──────── SUPPLIED MATERIAL

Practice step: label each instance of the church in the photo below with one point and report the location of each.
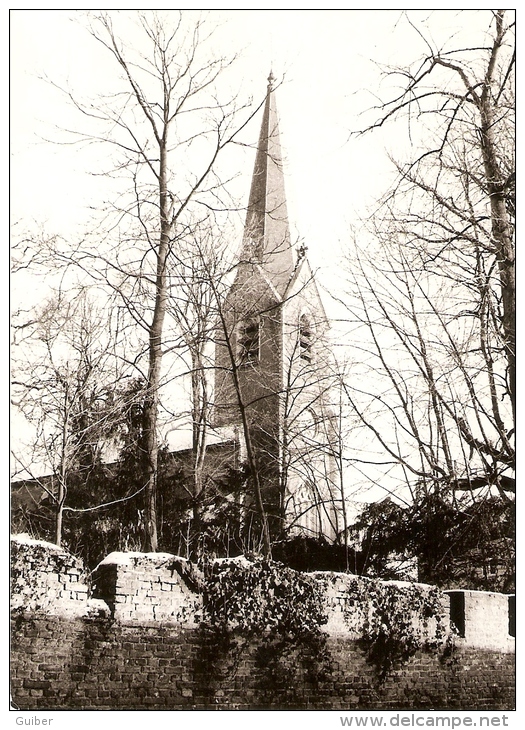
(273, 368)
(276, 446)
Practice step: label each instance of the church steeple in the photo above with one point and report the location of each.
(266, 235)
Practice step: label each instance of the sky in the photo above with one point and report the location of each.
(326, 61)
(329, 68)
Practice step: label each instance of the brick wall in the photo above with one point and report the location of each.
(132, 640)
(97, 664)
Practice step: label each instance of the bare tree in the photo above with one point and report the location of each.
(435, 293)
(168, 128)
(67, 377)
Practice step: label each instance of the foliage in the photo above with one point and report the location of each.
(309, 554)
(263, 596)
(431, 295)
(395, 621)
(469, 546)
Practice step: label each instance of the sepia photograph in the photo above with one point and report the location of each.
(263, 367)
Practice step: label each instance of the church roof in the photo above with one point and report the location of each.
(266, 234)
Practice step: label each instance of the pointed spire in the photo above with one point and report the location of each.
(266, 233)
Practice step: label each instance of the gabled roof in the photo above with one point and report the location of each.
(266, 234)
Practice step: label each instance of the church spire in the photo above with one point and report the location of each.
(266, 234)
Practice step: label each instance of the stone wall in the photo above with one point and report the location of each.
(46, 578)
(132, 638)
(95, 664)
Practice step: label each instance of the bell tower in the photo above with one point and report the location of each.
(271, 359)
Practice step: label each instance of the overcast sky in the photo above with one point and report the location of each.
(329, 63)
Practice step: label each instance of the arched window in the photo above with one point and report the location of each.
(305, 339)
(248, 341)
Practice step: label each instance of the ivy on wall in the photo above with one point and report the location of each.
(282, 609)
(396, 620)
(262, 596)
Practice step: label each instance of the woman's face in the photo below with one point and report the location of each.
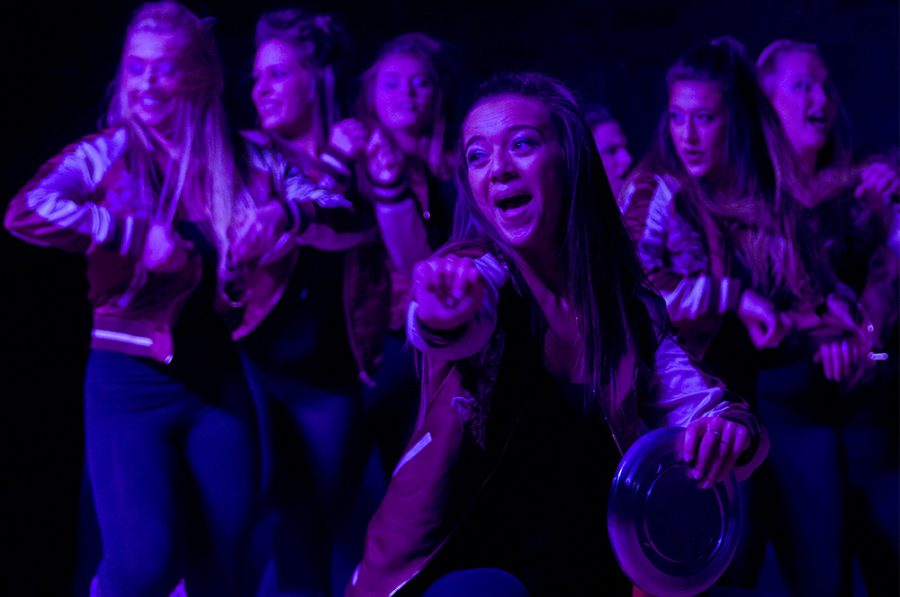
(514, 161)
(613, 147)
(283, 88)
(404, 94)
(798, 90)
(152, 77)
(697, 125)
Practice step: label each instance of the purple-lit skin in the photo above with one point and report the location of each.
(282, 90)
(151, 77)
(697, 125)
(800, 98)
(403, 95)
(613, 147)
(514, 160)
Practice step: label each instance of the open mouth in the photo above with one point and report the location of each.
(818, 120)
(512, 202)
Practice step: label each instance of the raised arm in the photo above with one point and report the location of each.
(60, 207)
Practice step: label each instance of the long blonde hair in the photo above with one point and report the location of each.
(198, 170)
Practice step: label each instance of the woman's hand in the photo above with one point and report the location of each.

────────────────

Can you give the material from the line with "Practice step: label each instance of the ivy" through its end again, substituting "image" for every "photo" and changing nothing else? Leave the pictures out of your answer.

— ANSWER BELOW —
Practice step: label each instance of the ivy on wall in the image above with one point and report the location of each.
(282, 609)
(396, 620)
(262, 596)
Practice step: label each instance of the woman's face in the image below with one point and report the location of each.
(514, 161)
(613, 147)
(283, 88)
(404, 94)
(798, 90)
(152, 77)
(697, 125)
Practice step: label each instance of the purple-lit skin in the image above with one point and report the location of each.
(282, 90)
(151, 77)
(697, 125)
(800, 98)
(403, 95)
(613, 147)
(514, 160)
Practice step: label each instance of the open mouth in the image above with one point and report the location of each.
(818, 120)
(512, 202)
Practice step: label each instance of the raised arm in the image above with one point and report the location of each.
(60, 207)
Practice step: label each instance of the long blonde hair in the image above with one point and report the location of each.
(198, 170)
Practice step: label each instance of the woman's hand in the image above with one point and report the location of each.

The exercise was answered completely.